Enzo Bentivoglio’s papers give little information about his household instruments. Indeed, in line with his policy of borrowing wherever possible, he may not even have owned a harpsichord, since in 1610 Cesare Marotta, a musician in the service of the melomane Cardinal Montalto, had his own “cimbalone” moved in for a performance chez Enzo. In 1613 an instrument was rented for training a singer: “there has been no Harpsichord except for the last week, which Harpsichord was rented and is satisfactory to the said S.ra Francesca, because it suits her voice.” In 1616 Marotta wrote Enzo that “Your harpsichord is with all your other things in the house on the Lungara, and it is well taken care of and is in good condition. It is not necessary to bring it to my house, because I had put in order the one that I had, that Baldassare [another singer] used for studying the time that he stayed here.”
Marotta performed and accompanied his wife, the celebrated singer Ippolita Recupita, on an exceptional instrument belonging to Cardinal Montalto. This is called a “spinetta,” but also a “cimbalo” and “cimbalone,” suggesting that it was in fact a harpsichord or at least something larger than the usual spinet. It was made by the Florentine Vincenzo Bolcione, “who is truly a worthy man in this profession and it is he who made the cimbalo of S.ra Ippolita and S.r Cesare that certainly has turned out to be the best cimbalo in Rome because it has a big sound and one can sing to it …” The sonority of the instrument was enhanced by the fact that the lower strings were gold. Marotta borrowed the spinetta for a party (without informing the cardinal), where the gold strings were stolen. Since no one in Rome could draw such strings Marotta had to send to Florence for new ones.

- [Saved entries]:
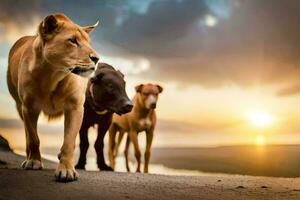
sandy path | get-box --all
[0,152,300,200]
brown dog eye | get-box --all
[68,38,78,46]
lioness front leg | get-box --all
[55,104,83,181]
[21,100,43,169]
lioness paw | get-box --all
[21,160,43,170]
[55,163,79,182]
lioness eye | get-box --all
[68,38,78,45]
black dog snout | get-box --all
[90,55,99,65]
[150,103,156,109]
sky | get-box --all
[0,0,300,145]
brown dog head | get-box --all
[135,83,163,109]
[90,63,133,115]
[35,14,99,76]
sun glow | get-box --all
[247,111,273,128]
[255,135,266,146]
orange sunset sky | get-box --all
[0,0,300,146]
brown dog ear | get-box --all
[135,84,144,92]
[90,73,104,83]
[39,15,59,40]
[156,85,163,93]
[82,21,99,33]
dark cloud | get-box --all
[277,85,300,97]
[0,0,300,90]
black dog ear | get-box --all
[135,84,144,92]
[156,85,163,93]
[117,70,124,78]
[90,73,104,83]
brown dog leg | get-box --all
[75,126,89,169]
[113,130,124,158]
[21,104,43,169]
[108,124,118,169]
[129,131,141,172]
[124,135,130,172]
[144,130,153,173]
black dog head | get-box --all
[90,63,133,115]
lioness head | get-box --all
[38,14,99,76]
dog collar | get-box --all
[95,109,108,115]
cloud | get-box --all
[0,0,300,87]
[277,85,300,97]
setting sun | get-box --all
[255,135,266,146]
[247,111,273,128]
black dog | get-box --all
[75,63,133,171]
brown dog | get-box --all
[7,14,99,181]
[76,63,133,171]
[109,84,163,173]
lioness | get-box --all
[7,14,99,181]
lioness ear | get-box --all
[82,21,99,33]
[135,84,144,92]
[156,85,163,93]
[39,15,58,39]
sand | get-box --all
[0,151,300,200]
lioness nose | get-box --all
[90,55,99,64]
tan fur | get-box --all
[109,84,162,173]
[7,14,96,181]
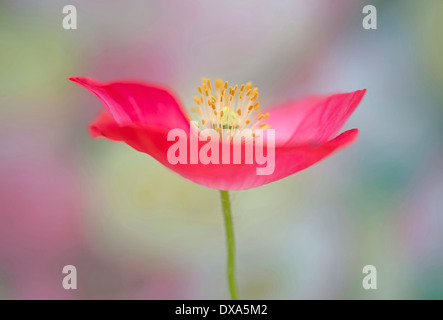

- [EXERCISE INSTRUCTIONS]:
1. Answer these questions from the passage on Enzo Bentivoglio's instruments:
(a) In what year was an instrument rented for training a singer?
(b) Who made the instrument belonging to Cardinal Montalto?
(c) What was stolen at the party where Marotta used the borrowed spinetta?
2. Using the passage on Enzo Bentivoglio's instruments, decide whether each statement agrees with it:
(a) Marotta's wife was the singer Ippolita Recupita.
(b) Marotta told the cardinal before borrowing the spinetta.
(c) Replacement strings for the spinetta were drawn in Rome.
3. Edit the passage on Enzo Bentivoglio's instruments from "Marotta performed and" up to and including "for new ones.", putting "banquet" in place of "party".

- [SOLUTIONS IN ORDER]:
1.
(a) 1613
(b) The Florentine Vincenzo Bolcione
(c) The gold strings

2.
(a) Yes: "accompanied his wife, the celebrated singer Ippolita Recupita"
(b) No: "Marotta borrowed the spinetta for a party (without informing the cardinal)"
(c) No: "Since no one in Rome could draw such strings Marotta had to send to Florence for new ones."

3.
Marotta performed and accompanied his wife, the celebrated singer Ippolita Recupita, on an exceptional instrument belonging to Cardinal Montalto. This is called a “spinetta,” but also a “cimbalo” and “cimbalone,” suggesting that it was in fact a harpsichord or at least something larger than the usual spinet. It was made by the Florentine Vincenzo Bolcione, “who is truly a worthy man in this profession and it is he who made the cimbalo of S.ra Ippolita and S.r Cesare that certainly has turned out to be the best cimbalo in Rome because it has a big sound and one can sing to it …” The sonority of the instrument was enhanced by the fact that the lower strings were gold. Marotta borrowed the spinetta for a banquet (without informing the cardinal), where the gold strings were stolen. Since no one in Rome could draw such strings Marotta had to send to Florence for new ones.